Set task = Copy the material from its first line through the line that contains "208], [12, 202]]", both ends included, and change "cloud" to "fog" while leaving everything else as it stands.

Dataset =

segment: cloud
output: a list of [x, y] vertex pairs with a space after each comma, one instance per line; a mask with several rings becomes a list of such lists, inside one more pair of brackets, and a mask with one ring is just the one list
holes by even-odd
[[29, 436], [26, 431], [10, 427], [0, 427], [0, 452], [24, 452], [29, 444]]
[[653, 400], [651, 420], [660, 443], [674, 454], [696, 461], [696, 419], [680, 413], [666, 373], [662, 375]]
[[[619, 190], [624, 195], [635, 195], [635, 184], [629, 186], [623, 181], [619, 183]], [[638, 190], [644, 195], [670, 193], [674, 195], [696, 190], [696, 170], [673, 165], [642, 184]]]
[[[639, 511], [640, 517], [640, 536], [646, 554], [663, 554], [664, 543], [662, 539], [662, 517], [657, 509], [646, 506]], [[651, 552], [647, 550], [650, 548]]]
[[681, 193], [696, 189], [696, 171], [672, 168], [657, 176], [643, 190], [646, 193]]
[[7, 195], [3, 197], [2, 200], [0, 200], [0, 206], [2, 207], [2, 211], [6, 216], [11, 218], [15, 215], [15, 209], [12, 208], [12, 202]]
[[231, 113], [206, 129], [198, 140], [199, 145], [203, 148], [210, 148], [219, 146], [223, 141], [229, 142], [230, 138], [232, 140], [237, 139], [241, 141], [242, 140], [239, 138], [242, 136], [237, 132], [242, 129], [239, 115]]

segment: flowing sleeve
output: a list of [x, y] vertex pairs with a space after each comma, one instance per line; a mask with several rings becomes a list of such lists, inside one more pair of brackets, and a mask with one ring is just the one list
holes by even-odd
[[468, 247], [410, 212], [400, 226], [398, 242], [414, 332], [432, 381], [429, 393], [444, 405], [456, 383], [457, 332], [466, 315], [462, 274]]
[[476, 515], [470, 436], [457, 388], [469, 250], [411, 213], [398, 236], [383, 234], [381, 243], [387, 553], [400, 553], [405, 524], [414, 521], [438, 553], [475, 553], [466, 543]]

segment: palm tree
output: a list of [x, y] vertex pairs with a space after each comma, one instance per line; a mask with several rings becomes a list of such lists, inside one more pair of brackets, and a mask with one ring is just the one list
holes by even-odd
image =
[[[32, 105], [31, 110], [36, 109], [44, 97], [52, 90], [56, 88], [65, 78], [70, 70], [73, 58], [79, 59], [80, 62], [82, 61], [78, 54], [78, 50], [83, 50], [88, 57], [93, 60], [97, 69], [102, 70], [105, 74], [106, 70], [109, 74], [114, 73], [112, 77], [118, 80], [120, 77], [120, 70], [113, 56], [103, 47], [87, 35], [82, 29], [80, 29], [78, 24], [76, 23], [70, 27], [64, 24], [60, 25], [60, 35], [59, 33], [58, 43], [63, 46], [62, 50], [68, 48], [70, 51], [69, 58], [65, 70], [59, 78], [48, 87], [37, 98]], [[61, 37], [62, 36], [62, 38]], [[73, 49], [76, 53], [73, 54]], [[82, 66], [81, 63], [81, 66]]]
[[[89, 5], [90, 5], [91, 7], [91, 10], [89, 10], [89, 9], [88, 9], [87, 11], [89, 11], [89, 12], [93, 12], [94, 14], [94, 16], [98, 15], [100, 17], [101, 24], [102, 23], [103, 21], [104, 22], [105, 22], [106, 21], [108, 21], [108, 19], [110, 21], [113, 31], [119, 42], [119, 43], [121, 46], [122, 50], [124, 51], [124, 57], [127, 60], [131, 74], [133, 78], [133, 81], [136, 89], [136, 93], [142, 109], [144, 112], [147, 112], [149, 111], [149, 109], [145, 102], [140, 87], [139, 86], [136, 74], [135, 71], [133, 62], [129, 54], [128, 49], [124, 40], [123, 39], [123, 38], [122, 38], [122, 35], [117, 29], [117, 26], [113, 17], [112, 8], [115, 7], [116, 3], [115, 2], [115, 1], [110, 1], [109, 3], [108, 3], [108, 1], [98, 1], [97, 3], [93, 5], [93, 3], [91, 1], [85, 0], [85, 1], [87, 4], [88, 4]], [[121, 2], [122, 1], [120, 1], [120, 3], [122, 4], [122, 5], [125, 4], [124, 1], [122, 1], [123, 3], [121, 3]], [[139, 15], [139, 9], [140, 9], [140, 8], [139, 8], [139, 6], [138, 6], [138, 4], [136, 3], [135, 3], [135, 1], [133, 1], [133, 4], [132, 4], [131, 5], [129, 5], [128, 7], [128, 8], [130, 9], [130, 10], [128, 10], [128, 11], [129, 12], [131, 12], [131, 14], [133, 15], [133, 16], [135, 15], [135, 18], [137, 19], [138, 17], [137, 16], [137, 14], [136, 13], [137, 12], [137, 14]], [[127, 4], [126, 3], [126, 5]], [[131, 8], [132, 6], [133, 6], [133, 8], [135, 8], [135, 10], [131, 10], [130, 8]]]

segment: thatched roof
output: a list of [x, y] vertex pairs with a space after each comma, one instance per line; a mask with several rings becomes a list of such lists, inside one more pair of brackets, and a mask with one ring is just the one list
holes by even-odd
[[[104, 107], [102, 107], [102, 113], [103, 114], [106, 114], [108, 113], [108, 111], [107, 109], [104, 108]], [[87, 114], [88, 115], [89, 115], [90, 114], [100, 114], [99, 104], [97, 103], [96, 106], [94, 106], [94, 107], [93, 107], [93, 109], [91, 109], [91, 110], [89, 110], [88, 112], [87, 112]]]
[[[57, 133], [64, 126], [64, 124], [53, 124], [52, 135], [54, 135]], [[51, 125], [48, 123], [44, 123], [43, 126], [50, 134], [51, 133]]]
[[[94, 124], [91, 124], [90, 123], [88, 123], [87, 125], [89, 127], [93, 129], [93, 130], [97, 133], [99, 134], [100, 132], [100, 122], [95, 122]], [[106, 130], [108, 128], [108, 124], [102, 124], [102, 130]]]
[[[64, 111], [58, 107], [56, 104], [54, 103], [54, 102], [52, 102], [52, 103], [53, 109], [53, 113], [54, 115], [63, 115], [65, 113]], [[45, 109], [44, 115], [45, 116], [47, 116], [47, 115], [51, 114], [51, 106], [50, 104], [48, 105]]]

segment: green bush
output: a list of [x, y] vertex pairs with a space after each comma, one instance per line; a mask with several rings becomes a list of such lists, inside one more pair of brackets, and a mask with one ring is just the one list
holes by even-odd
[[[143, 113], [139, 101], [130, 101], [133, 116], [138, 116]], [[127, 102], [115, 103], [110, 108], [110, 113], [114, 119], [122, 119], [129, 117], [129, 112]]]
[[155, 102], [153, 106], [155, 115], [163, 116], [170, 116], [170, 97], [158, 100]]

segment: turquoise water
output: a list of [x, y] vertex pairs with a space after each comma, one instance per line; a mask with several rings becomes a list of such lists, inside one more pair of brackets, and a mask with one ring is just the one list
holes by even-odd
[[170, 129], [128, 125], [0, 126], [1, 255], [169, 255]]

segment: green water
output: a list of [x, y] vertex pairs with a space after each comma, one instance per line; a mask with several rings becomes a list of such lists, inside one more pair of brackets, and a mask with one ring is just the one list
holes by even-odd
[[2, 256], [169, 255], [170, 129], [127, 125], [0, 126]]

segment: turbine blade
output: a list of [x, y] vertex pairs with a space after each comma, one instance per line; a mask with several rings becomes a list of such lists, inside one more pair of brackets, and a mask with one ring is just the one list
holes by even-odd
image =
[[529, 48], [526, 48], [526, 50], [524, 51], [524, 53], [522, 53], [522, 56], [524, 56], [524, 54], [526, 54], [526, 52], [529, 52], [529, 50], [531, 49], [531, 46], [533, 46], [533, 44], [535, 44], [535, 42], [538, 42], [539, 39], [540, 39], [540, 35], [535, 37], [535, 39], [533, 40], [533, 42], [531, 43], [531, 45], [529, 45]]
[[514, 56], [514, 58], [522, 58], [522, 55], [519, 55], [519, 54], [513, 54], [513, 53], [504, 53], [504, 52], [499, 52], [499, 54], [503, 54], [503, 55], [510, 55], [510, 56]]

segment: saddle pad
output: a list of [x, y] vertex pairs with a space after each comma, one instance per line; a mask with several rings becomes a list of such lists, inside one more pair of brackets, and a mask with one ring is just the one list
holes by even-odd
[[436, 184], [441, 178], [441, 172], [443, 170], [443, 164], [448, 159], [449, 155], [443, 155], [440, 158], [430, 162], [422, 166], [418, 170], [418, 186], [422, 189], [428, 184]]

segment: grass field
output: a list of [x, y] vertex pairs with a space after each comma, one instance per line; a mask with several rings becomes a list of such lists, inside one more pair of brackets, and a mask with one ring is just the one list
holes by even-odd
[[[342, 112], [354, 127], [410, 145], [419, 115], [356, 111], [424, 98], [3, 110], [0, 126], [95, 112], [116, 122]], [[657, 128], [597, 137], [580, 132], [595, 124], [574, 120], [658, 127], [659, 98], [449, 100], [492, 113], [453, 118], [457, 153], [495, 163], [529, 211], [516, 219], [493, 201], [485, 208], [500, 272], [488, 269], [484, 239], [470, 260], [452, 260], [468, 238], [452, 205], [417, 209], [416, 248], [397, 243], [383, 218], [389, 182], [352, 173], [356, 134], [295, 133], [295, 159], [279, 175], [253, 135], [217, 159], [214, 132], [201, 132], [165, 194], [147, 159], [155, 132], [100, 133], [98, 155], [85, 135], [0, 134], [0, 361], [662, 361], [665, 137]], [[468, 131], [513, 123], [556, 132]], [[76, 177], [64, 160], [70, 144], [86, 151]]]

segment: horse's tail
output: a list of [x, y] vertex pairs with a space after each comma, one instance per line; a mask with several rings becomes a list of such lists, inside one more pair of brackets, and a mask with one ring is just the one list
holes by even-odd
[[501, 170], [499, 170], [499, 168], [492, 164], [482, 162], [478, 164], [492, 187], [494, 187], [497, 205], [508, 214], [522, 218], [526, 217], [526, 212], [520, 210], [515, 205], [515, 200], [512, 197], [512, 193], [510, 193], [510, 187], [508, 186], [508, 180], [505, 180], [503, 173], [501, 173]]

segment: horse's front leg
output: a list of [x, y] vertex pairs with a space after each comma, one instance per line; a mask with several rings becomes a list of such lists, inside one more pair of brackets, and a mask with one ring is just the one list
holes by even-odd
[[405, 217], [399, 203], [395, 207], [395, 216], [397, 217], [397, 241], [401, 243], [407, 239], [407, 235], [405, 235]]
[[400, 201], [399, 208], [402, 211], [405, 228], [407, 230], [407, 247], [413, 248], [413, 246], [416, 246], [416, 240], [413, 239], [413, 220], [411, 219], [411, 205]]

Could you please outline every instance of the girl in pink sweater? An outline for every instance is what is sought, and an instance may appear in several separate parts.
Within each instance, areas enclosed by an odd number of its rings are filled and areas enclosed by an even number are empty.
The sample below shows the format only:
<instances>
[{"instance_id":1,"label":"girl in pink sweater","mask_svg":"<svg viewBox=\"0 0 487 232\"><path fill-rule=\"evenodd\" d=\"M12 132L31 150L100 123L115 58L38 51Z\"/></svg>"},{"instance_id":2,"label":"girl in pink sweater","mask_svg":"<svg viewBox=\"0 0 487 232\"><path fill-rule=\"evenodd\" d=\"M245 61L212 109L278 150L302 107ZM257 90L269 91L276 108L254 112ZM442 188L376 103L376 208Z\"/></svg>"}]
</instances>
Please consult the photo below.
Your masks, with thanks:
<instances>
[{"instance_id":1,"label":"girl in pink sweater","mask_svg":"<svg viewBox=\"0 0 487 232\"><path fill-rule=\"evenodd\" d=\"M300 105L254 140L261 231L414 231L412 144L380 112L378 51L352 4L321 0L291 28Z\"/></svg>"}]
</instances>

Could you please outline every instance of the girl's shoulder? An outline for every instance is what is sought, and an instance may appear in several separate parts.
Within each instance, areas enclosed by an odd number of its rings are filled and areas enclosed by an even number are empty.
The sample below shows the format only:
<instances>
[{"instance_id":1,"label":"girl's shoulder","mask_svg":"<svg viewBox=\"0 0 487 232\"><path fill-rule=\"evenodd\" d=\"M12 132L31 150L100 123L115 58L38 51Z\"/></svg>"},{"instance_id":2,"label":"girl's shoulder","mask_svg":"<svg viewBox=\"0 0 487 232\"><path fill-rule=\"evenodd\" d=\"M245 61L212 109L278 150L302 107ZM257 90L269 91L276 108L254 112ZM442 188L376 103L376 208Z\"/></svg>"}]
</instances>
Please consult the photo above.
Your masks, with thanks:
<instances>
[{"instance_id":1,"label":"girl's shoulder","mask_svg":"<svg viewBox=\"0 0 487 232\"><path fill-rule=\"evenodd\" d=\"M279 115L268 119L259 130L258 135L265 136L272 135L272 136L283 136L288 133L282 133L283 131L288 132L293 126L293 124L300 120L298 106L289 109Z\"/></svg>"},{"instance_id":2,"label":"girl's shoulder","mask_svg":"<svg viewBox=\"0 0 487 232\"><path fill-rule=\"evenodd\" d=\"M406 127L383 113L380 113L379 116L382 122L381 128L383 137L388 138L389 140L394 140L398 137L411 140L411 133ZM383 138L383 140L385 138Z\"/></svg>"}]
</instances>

Problem solution =
segment: fog
output: a list of [x, y] vertex pairs with a space after each comma, one instance per line; a mask with several rings becomes a list of such lists, inside one more pair of brackets, and a mask with one ring is just the one list
holes by even-odd
[[29, 436], [26, 431], [10, 427], [0, 427], [0, 452], [24, 452], [29, 444]]
[[653, 400], [651, 420], [660, 443], [674, 454], [696, 461], [696, 419], [680, 413], [666, 373], [662, 375]]
[[[619, 190], [624, 195], [635, 195], [635, 184], [629, 186], [623, 181], [619, 183]], [[638, 190], [644, 195], [670, 193], [674, 195], [696, 190], [696, 170], [673, 165], [642, 184]]]
[[[639, 511], [640, 517], [640, 536], [646, 554], [663, 554], [664, 543], [662, 539], [662, 517], [657, 509], [646, 506]], [[651, 552], [647, 550], [650, 548]]]
[[681, 193], [696, 189], [696, 171], [672, 168], [657, 176], [643, 190], [646, 193]]
[[7, 195], [3, 197], [2, 200], [0, 200], [0, 206], [2, 207], [2, 211], [6, 216], [11, 218], [15, 215], [15, 209], [12, 208], [12, 202]]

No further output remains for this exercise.